»»
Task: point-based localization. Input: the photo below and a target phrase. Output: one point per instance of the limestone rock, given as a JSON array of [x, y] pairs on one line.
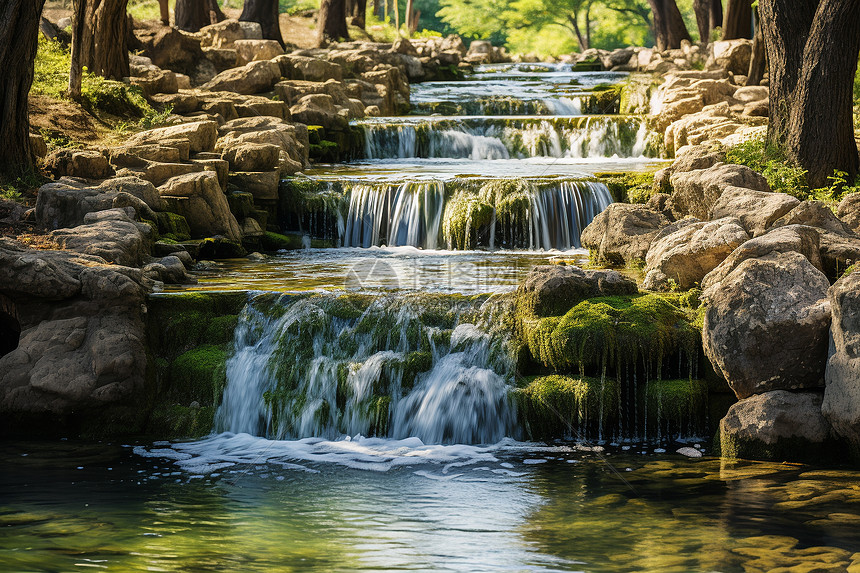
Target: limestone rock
[[691, 252], [696, 192], [766, 325], [253, 78], [793, 238], [255, 50], [83, 163], [849, 211], [758, 211], [198, 197], [201, 135], [552, 290], [777, 425], [842, 376], [622, 233]]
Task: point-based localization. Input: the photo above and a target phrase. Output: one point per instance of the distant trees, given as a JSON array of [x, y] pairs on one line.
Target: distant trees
[[331, 22], [812, 49], [19, 33]]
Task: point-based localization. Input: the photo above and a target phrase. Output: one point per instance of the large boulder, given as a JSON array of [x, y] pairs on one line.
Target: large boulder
[[112, 235], [777, 425], [791, 239], [849, 211], [842, 377], [253, 78], [81, 356], [758, 211], [766, 325], [683, 258], [552, 290], [696, 192], [622, 233], [199, 198]]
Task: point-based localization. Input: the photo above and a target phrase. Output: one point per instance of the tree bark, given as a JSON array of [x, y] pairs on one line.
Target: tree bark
[[811, 117], [737, 21], [266, 14], [356, 10], [758, 62], [331, 24], [669, 27], [19, 37], [191, 15]]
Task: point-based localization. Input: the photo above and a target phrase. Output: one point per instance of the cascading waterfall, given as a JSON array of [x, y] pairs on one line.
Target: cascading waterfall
[[462, 214], [436, 368], [489, 138]]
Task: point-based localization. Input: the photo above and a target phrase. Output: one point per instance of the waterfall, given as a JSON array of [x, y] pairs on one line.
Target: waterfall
[[432, 367], [480, 138]]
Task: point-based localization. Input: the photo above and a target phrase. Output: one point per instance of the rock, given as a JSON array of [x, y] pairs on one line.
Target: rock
[[310, 69], [842, 376], [758, 211], [794, 238], [319, 109], [733, 55], [683, 258], [169, 270], [83, 163], [253, 78], [766, 324], [262, 185], [111, 235], [255, 50], [696, 192], [252, 157], [849, 211], [198, 197], [622, 233], [201, 135], [552, 290], [777, 425]]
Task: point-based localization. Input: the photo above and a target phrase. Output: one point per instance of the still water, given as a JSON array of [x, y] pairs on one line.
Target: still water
[[509, 507]]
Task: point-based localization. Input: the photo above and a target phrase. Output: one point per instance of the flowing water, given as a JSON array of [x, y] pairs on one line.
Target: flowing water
[[367, 421]]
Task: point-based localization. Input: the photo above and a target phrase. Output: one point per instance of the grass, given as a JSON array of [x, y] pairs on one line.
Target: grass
[[784, 177]]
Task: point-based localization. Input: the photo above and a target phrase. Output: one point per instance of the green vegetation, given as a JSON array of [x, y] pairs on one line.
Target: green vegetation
[[785, 177]]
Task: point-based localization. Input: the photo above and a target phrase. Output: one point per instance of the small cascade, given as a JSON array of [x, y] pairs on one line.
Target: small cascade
[[460, 213], [488, 138], [437, 368]]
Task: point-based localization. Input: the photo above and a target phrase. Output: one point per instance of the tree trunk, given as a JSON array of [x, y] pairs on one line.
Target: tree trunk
[[758, 61], [191, 15], [811, 99], [265, 13], [737, 21], [669, 27], [356, 10], [19, 37], [331, 25], [101, 27]]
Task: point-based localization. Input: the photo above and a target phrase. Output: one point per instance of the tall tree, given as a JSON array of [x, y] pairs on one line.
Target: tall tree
[[19, 33], [737, 21], [331, 22], [709, 15], [669, 27], [812, 48], [356, 11], [266, 14]]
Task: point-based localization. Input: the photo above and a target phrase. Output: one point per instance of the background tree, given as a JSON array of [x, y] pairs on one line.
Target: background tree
[[812, 48], [266, 14], [331, 22], [19, 33], [669, 26], [737, 21]]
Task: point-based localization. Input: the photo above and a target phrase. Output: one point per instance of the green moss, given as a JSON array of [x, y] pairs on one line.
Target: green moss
[[555, 406]]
««
Repeat only the lines between the start of the data and the line with "of the distant", including those two lines, and skip the pictures.

» **EXERCISE SOLUTION**:
Task: point-based localization. Input: the photo below and a target phrase. Output: one point per instance of the limestone rock, given as a JSON array of [x, y] pairs on one line.
Target: limestone rock
[[691, 252], [696, 192], [766, 325], [253, 78], [793, 238], [255, 50], [83, 163], [849, 211], [758, 211], [198, 197], [201, 135], [552, 290], [777, 425], [842, 376], [622, 233]]
Task: point-based localization. Input: the photo above and a target phrase. Output: one point per instance of the distant trees, given as a JSON array of [x, y] pairs on one line.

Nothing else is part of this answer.